*SHORT TASK*.
Copy the data word for word, keeping every line.

*RAW RECORDS*.
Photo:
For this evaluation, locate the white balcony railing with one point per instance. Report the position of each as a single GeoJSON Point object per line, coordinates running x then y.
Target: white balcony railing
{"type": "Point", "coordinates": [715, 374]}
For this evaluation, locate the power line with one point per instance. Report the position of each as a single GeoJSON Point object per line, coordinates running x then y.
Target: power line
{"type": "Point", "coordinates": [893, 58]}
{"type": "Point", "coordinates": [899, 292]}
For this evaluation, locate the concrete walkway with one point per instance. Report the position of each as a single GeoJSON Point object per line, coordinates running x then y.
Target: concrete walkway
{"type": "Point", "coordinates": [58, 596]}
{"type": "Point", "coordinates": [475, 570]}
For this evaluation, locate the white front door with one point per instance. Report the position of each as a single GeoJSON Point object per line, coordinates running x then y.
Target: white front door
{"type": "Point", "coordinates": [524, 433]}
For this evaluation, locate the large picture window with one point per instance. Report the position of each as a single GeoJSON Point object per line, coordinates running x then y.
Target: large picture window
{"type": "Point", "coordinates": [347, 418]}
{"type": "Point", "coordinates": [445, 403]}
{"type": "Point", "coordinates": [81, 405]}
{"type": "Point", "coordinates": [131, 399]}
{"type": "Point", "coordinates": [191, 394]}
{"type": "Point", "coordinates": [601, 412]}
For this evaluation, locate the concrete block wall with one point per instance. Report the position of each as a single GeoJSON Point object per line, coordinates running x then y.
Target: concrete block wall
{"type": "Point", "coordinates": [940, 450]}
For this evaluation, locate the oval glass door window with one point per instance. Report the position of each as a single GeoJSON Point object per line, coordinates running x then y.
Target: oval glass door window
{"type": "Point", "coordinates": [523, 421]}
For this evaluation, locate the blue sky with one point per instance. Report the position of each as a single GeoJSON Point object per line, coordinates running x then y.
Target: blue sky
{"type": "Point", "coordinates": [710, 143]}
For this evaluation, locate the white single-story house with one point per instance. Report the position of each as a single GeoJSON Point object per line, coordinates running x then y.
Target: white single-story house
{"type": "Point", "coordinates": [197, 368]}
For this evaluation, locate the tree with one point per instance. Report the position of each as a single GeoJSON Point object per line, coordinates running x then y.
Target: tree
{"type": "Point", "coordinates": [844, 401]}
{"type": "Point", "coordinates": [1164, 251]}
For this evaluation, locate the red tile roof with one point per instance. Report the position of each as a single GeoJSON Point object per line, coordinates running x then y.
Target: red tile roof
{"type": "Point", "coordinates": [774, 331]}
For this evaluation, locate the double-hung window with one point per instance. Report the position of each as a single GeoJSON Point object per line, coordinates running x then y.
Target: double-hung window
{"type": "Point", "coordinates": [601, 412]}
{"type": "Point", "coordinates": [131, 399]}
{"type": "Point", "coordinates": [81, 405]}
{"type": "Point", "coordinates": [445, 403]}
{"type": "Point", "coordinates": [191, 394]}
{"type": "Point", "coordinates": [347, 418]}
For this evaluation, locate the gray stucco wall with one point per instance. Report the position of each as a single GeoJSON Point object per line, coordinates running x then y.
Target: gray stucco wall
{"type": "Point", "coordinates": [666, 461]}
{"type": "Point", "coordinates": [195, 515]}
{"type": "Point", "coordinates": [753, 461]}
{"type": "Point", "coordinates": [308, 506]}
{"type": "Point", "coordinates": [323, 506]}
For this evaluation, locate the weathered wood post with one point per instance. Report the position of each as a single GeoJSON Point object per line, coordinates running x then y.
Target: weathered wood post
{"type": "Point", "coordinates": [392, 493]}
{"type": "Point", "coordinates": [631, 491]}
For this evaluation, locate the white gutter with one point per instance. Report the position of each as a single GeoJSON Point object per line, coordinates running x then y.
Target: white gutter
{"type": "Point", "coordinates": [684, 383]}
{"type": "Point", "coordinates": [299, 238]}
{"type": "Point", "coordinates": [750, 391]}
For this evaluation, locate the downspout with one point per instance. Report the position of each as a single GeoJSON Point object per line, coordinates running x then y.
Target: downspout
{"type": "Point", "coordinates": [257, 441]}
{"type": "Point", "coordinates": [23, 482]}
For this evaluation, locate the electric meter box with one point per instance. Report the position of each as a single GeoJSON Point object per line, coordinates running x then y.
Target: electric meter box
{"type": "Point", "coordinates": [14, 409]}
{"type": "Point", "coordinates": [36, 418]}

*COMPLETED TASK*.
Photo:
For this evaluation, locate the white balcony railing with one point per instance. Report the position of each as a single GeoJSON Point object per line, coordinates running x then y.
Target: white balcony railing
{"type": "Point", "coordinates": [715, 374]}
For this evaluation, locate the power line with one point per instance. Report the position of each as a single GeoJSON Point object per line, coordinates running x then y.
Target: power line
{"type": "Point", "coordinates": [893, 58]}
{"type": "Point", "coordinates": [899, 292]}
For this evaluation, locate the concrete walkway with one point per instance. Report the position of each as a single GeoJSON Point object per line, coordinates running x then y.
Target: concrete walkway
{"type": "Point", "coordinates": [58, 596]}
{"type": "Point", "coordinates": [475, 570]}
For this evaluation, locate the white front door with one point per instance. Report the position of each as a single GeoJSON Point object per line, coordinates running x then y.
Target: white front door
{"type": "Point", "coordinates": [524, 433]}
For this evaluation, locate the large picture window with one point per instance. Report the position of each as a single GeoJSON Point object per line, coordinates running x then y.
Target: large picture window
{"type": "Point", "coordinates": [347, 418]}
{"type": "Point", "coordinates": [445, 403]}
{"type": "Point", "coordinates": [81, 405]}
{"type": "Point", "coordinates": [131, 399]}
{"type": "Point", "coordinates": [191, 394]}
{"type": "Point", "coordinates": [601, 412]}
For this evaluation, locate the concrete block wall with one point per instance. Report the position of each as a single GeoJSON Point object per line, coordinates running x then y.
Target: concrete block wall
{"type": "Point", "coordinates": [940, 450]}
For this evaluation, locate the oval glass door window with one point per instance. Report the position of each as a single GeoJSON Point object per line, coordinates running x then y.
Target: oval glass door window
{"type": "Point", "coordinates": [523, 421]}
For this evaluation, locate the blue sky with one point per instance. Report the position of each as a single GeoJSON Point object per line, coordinates running x then y.
Target: blue sky
{"type": "Point", "coordinates": [710, 143]}
For this evaluation, locate the white single-story house with one point per instance. Report the position of each as a single GeoJSON Point object per line, coordinates running x then y.
Target: white single-story house
{"type": "Point", "coordinates": [197, 368]}
For this evaluation, locate the tree with one point per instance. Report the position of each as a single GeoJSON Point object per line, coordinates running x then y.
Target: tree
{"type": "Point", "coordinates": [844, 401]}
{"type": "Point", "coordinates": [1164, 251]}
For this evaluation, locate the red tile roof with one point per instance. Report the position of each as a single GeoJSON Point object per line, coordinates running x then y.
Target: red tile roof
{"type": "Point", "coordinates": [774, 331]}
For this evaluation, locate the double-hung window with one point per instance. Report the position of each as a single GeoJSON Point object per line, coordinates running x then y.
Target: double-hung window
{"type": "Point", "coordinates": [601, 412]}
{"type": "Point", "coordinates": [131, 399]}
{"type": "Point", "coordinates": [81, 405]}
{"type": "Point", "coordinates": [445, 403]}
{"type": "Point", "coordinates": [191, 394]}
{"type": "Point", "coordinates": [347, 418]}
For this evaluation, locate the gray stucco wall with one point per instance. Report the position of each as a single GeoJSON Point object per line, coordinates running x then y.
Target: gray stucco wall
{"type": "Point", "coordinates": [666, 461]}
{"type": "Point", "coordinates": [195, 515]}
{"type": "Point", "coordinates": [753, 461]}
{"type": "Point", "coordinates": [308, 506]}
{"type": "Point", "coordinates": [323, 506]}
For this evaluation, locate the weathered wood post with one point per instance. Report the position of each as a single GeoJSON Point object per line, coordinates running x then y.
Target: weathered wood post
{"type": "Point", "coordinates": [392, 493]}
{"type": "Point", "coordinates": [631, 491]}
For this evaluation, locate the white gutter with one point per instance. Report the position of each as a single GeoJSON Point object per line, coordinates running x then y.
Target: white gutter
{"type": "Point", "coordinates": [684, 383]}
{"type": "Point", "coordinates": [299, 238]}
{"type": "Point", "coordinates": [750, 391]}
For this evaluation, locate the downspout with one point per instance. Report the position of each as a single GeoJSON Point object per line, coordinates running x then y.
Target: downspout
{"type": "Point", "coordinates": [257, 441]}
{"type": "Point", "coordinates": [23, 482]}
For this evaluation, locate the electric meter box with one point per instance. Report the position of each as a single GeoJSON Point object per line, coordinates running x then y.
Target: electric meter box
{"type": "Point", "coordinates": [14, 409]}
{"type": "Point", "coordinates": [36, 418]}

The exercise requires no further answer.